→ **Passage shown**:
---+---
Simplifying the Complex Process of Data Integration, Part 4
This week in the fourth and final part of our coverage of the recent All About ROI webinar, Good Data is Good Business!, sponsored by Stibo Systems, we conclude our recap of the presentation from Simon Rodrigue, associate vice president of e-commerce for Sears Canada. Specifically, we offer up steps four and five of Rodrigue's five critical steps to data integration.
(For part 1 of our multipart coverage of this webinar, and a recap of the presentation given by Timothy Holody, COO of Seta Corp., the parent company of multichannel jewelry marketer Palm Beach Jewelry, click here. For part 2, and a look at the first two critical steps to data integration from Rodrigue, click here. And for part 3 and a look at step three to effective data integration, click here. To access this webinar on-demand, click here.)
4. Simplify your tools to enable partner adoption. “Just like when you're developing a website, when you're developing a product collection tool, provide an incredibly easy-to-use user experience for those inputting the data, namely suppliers,” Rodrigue said. He went on to list the benefits of supplier integration with data:
- reduce time to market from weeks to days by orchestrating and making the on-boarding process transparent;
- increase on-boarding capacity by a factor of 10 by providing instant feedback to suppliers upon data submission;
- reduce supplier touchpoints from 10-plus to two (initiate item data collection and capture category-specific customer-facing information); and
- collect for multiple channels to increase consistency and avoid duplicate item on-boarding.
---+---
→ **Data provided**:
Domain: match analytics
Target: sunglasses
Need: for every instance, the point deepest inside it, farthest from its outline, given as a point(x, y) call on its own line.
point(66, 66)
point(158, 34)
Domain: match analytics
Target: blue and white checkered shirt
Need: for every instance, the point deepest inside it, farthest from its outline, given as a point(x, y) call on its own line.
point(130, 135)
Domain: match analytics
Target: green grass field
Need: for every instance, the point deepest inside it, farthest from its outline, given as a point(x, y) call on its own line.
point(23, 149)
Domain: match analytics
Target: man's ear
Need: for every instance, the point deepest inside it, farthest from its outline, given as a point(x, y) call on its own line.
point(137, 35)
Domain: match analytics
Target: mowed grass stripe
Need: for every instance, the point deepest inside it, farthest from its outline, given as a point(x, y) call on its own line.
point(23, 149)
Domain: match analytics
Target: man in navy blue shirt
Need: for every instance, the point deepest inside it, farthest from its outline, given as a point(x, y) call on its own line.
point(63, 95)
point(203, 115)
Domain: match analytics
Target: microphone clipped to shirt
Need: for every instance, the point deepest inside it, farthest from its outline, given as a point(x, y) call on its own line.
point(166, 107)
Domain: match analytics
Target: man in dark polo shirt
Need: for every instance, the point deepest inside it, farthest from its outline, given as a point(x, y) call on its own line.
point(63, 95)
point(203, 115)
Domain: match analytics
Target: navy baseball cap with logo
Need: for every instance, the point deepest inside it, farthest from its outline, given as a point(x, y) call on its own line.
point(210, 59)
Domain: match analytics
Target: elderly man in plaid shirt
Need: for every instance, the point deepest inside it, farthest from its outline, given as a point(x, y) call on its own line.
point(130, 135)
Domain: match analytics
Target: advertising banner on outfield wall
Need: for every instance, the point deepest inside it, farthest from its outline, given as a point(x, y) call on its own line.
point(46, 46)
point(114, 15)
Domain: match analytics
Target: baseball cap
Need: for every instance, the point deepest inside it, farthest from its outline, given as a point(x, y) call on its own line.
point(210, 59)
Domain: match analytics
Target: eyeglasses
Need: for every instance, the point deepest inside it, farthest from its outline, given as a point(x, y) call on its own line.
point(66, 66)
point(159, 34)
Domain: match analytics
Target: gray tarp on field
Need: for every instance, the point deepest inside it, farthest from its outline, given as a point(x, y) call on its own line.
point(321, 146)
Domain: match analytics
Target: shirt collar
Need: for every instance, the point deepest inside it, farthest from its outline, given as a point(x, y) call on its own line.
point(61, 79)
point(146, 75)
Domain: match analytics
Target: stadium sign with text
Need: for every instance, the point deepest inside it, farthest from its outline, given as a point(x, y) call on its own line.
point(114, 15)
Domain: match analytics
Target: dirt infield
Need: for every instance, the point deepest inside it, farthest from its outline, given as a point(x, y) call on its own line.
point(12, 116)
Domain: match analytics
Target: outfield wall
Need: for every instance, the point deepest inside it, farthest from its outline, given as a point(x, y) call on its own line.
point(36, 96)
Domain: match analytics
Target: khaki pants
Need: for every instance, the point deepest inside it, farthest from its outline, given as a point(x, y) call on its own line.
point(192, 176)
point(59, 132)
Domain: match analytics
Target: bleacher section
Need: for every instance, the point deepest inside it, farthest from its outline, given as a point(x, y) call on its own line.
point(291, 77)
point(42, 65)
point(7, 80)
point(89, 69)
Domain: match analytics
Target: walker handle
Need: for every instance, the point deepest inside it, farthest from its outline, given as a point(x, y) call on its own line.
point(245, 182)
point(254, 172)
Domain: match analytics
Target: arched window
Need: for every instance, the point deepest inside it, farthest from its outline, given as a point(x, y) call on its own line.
---+---
→ **Problem statement**: Please extract the part of the data integration article between "(For part 1" and "on-demand, click here.)", inclusive, copying it word for word.

→ **Worked answer**:
(For part 1 of our multipart coverage of this webinar, and a recap of the presentation given by Timothy Holody, COO of Seta Corp., the parent company of multichannel jewelry marketer Palm Beach Jewelry, click here. For part 2, and a look at the first two critical steps to data integration from Rodrigue, click here. And for part 3 and a look at step three to effective data integration, click here. To access this webinar on-demand, click here.)